* PROBLEM DETAILS:
Find the line containing "TASK = point to the window" in the listing below; reproduce it and every line after, exactly. Skip pictures.

Object location annotation data:
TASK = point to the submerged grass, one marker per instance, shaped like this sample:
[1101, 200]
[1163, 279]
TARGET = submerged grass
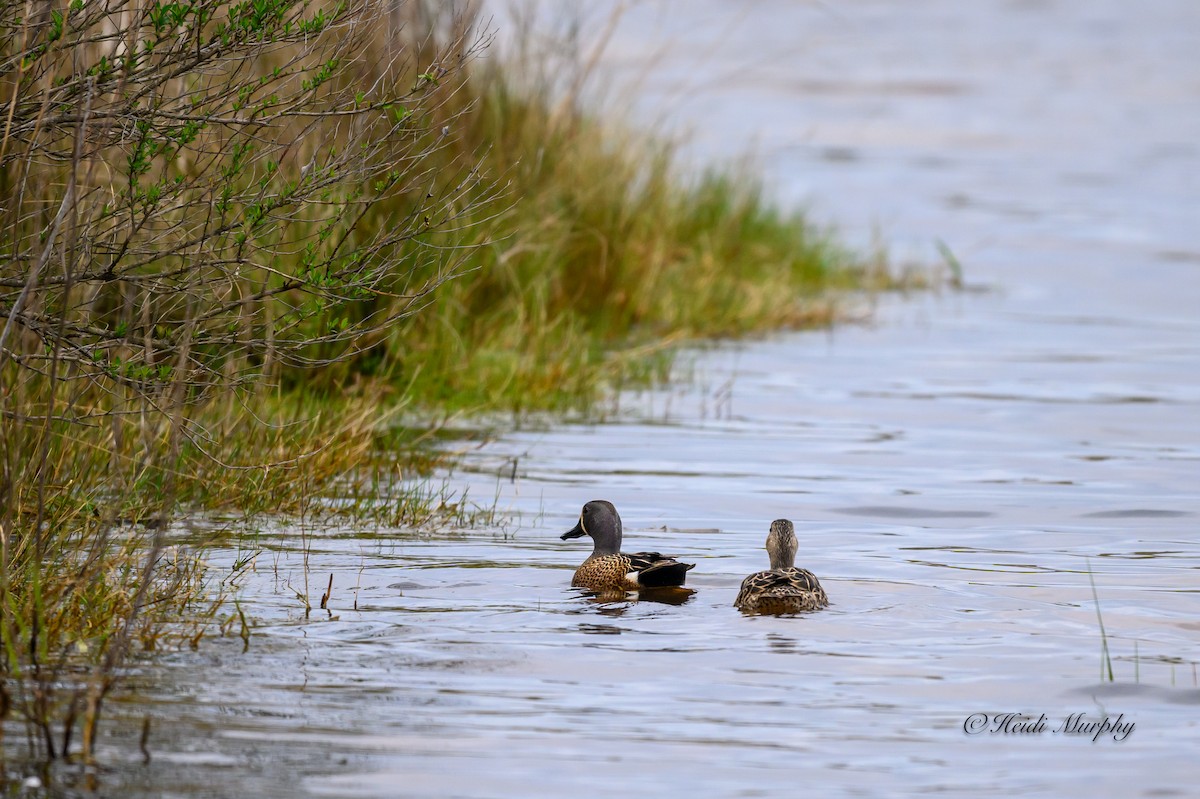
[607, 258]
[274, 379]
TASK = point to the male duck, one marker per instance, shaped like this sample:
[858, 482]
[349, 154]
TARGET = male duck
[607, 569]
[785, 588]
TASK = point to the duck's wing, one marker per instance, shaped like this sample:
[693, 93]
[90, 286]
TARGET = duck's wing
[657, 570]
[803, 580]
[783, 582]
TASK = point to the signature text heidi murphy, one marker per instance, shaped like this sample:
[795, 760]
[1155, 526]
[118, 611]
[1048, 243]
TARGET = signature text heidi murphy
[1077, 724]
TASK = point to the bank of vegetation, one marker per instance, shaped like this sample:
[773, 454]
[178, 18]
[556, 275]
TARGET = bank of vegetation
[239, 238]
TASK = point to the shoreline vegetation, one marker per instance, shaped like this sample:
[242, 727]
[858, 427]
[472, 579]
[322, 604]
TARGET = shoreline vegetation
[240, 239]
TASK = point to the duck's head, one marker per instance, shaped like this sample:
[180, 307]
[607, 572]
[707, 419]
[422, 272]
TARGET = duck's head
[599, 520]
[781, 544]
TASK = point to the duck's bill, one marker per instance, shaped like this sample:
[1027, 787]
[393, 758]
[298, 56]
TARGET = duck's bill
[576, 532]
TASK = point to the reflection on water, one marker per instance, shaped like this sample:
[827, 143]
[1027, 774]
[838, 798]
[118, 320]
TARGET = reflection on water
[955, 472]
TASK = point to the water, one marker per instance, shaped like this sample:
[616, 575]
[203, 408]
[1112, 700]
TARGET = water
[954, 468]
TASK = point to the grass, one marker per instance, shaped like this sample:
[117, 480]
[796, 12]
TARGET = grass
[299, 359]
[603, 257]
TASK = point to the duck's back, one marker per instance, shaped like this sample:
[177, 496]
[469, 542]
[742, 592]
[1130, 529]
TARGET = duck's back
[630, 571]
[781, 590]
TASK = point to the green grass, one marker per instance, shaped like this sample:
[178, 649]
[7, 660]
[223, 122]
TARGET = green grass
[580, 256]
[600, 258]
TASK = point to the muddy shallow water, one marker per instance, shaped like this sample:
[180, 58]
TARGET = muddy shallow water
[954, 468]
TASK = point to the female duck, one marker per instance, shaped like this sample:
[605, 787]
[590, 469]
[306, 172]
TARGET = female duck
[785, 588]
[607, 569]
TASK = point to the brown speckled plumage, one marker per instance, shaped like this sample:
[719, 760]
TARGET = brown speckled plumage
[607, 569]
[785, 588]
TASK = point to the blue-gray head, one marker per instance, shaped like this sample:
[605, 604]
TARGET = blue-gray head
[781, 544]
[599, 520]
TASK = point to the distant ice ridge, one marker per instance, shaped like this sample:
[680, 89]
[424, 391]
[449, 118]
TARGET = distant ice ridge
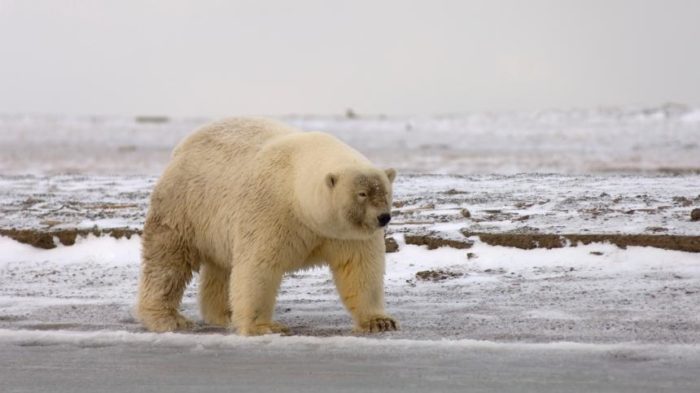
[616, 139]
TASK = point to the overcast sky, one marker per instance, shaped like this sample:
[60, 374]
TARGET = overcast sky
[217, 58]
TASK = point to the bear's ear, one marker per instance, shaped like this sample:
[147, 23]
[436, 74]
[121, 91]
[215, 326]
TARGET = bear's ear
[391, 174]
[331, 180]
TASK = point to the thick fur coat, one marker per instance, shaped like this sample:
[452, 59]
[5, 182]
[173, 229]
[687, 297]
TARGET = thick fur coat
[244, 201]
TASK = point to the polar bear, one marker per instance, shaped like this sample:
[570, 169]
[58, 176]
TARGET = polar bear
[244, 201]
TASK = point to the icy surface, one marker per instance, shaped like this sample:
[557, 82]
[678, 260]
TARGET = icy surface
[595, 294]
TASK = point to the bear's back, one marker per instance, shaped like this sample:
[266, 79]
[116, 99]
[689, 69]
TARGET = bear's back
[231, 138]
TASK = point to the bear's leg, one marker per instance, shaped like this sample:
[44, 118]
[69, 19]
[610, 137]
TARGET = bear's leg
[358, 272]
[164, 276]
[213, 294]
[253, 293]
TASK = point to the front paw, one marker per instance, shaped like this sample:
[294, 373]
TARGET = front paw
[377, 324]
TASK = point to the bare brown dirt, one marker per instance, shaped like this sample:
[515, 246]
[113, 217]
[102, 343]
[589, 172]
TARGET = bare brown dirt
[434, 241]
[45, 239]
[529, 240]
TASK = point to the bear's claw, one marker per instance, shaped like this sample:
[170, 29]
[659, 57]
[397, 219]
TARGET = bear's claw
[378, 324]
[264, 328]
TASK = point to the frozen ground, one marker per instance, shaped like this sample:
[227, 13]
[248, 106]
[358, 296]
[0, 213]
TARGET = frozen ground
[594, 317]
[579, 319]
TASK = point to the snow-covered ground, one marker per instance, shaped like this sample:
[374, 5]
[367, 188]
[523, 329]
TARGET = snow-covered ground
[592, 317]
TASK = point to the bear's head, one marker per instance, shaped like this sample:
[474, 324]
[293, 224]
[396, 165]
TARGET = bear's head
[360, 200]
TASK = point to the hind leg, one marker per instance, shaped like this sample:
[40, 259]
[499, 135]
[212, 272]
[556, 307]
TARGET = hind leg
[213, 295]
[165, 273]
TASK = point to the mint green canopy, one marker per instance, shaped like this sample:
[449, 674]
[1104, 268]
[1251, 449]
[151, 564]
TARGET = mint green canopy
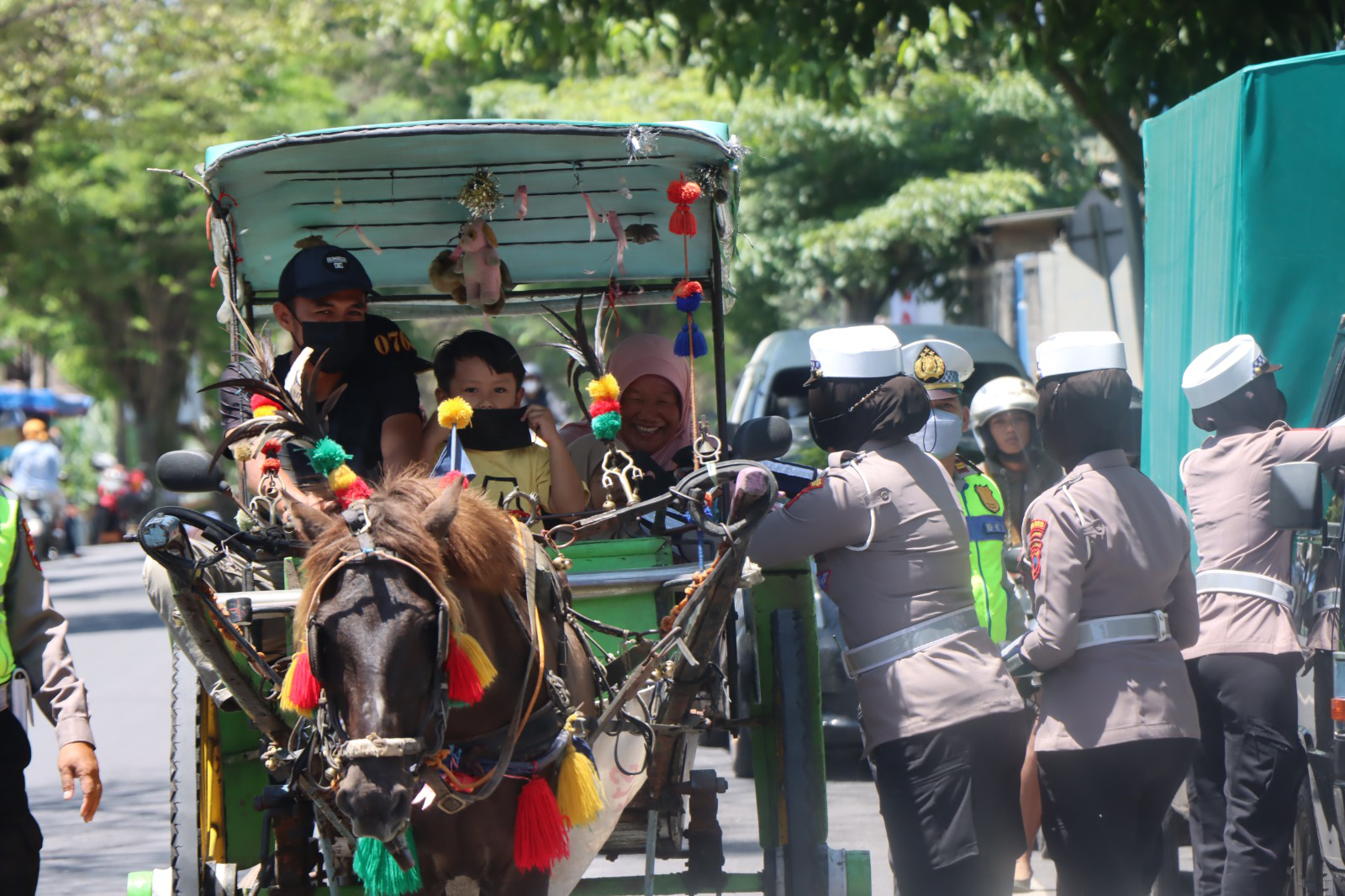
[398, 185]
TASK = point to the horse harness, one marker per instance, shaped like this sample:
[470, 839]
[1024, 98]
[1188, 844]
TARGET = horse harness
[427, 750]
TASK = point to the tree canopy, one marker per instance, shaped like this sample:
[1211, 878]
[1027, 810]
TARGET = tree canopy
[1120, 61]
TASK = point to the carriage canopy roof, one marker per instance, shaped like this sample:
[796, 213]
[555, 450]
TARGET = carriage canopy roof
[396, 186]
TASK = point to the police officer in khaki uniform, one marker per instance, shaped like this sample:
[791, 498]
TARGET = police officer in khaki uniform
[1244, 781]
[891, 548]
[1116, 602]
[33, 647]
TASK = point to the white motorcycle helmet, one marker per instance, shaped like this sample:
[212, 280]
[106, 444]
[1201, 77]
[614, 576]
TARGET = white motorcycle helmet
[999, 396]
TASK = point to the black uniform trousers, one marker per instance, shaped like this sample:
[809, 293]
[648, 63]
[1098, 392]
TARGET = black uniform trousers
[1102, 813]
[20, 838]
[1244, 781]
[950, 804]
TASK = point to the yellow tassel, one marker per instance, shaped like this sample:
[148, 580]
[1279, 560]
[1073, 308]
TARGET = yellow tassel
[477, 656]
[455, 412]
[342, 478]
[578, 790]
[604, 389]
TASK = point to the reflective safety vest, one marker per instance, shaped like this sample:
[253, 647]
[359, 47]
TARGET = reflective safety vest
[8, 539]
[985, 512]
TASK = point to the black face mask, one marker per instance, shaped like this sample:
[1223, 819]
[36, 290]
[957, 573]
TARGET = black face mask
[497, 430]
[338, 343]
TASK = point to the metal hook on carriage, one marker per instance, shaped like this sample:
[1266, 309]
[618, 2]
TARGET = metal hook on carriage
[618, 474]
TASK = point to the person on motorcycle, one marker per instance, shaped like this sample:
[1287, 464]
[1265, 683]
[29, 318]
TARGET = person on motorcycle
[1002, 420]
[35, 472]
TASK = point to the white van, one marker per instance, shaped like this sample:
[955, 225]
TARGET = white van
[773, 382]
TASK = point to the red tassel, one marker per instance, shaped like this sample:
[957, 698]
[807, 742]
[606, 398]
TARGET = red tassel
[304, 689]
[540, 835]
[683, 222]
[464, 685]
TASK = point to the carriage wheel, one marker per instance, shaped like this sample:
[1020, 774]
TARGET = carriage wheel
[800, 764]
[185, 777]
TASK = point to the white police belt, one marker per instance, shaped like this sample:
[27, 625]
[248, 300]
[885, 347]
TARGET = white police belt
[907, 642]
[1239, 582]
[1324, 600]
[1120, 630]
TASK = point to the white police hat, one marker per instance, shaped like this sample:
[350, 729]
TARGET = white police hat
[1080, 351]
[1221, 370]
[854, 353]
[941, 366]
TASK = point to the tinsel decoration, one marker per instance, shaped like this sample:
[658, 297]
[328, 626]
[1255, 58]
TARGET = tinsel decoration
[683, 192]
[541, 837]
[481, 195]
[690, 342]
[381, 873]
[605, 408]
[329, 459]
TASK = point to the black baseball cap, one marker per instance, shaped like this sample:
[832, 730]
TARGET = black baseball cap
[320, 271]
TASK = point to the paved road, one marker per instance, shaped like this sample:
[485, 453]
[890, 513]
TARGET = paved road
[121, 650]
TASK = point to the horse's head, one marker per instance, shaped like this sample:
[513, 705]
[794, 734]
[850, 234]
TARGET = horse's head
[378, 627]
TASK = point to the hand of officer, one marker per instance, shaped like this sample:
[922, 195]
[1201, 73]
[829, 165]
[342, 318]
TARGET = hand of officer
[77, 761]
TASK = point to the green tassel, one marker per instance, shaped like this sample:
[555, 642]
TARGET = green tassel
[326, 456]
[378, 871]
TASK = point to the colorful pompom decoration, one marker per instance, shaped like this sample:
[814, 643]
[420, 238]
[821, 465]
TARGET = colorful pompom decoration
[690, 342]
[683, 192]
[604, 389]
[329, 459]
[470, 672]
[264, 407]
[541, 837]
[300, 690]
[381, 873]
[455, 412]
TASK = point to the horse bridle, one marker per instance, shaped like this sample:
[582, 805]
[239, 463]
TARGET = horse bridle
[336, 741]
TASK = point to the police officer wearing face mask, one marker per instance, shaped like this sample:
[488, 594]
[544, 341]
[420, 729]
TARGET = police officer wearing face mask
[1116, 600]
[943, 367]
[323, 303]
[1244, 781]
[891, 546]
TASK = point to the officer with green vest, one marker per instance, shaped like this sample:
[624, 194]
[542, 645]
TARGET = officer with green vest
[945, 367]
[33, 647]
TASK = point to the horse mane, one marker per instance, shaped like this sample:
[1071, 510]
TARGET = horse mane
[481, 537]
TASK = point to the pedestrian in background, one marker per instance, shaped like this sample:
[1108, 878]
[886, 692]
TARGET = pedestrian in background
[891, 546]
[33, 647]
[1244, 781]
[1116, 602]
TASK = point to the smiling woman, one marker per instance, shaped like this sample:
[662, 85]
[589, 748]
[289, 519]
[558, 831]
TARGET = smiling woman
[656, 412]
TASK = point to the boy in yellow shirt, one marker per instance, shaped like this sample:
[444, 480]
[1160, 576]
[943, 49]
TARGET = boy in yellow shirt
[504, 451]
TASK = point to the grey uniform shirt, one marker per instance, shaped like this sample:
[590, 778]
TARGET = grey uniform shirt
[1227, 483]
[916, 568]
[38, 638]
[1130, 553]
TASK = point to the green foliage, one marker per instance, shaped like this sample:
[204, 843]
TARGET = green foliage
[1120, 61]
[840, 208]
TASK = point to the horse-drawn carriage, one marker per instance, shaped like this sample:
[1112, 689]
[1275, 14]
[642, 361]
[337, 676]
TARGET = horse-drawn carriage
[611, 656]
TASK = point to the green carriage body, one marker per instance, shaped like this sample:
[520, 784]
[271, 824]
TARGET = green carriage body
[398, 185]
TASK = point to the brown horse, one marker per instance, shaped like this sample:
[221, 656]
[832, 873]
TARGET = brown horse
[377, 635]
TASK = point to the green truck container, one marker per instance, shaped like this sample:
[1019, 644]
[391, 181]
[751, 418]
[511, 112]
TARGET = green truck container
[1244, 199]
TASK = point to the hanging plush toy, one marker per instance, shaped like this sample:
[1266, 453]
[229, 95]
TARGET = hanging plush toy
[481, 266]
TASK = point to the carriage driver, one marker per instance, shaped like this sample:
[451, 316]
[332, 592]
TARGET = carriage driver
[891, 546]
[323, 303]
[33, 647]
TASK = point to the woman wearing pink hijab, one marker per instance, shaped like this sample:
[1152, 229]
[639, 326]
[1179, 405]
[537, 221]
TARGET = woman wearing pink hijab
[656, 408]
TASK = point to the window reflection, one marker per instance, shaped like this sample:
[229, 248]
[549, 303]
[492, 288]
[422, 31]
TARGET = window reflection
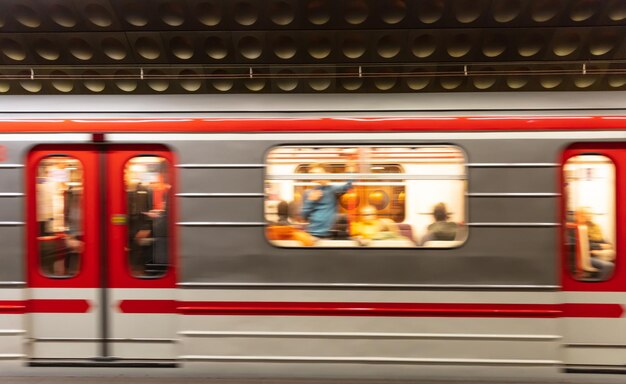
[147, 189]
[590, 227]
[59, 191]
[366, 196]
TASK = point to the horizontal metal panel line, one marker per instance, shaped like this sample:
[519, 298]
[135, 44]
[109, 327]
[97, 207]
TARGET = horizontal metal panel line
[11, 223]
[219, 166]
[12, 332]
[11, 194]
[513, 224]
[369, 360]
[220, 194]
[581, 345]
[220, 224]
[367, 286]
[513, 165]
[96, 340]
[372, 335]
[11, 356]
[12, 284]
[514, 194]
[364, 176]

* CORRECT ANSWER:
TASK = point to the window reflection, one marker per instance, shaped like this sample:
[229, 248]
[549, 303]
[492, 288]
[422, 31]
TARGET = window reflection
[147, 189]
[590, 227]
[59, 191]
[366, 196]
TASK = point to the horizontal metal panel line, one marker per instance, shaped like this sample:
[519, 298]
[135, 44]
[109, 327]
[97, 207]
TARGET = horizontal metal panel line
[11, 223]
[219, 166]
[12, 332]
[11, 194]
[513, 224]
[369, 360]
[220, 194]
[581, 345]
[220, 224]
[367, 286]
[513, 165]
[96, 340]
[372, 335]
[11, 356]
[12, 284]
[514, 194]
[364, 176]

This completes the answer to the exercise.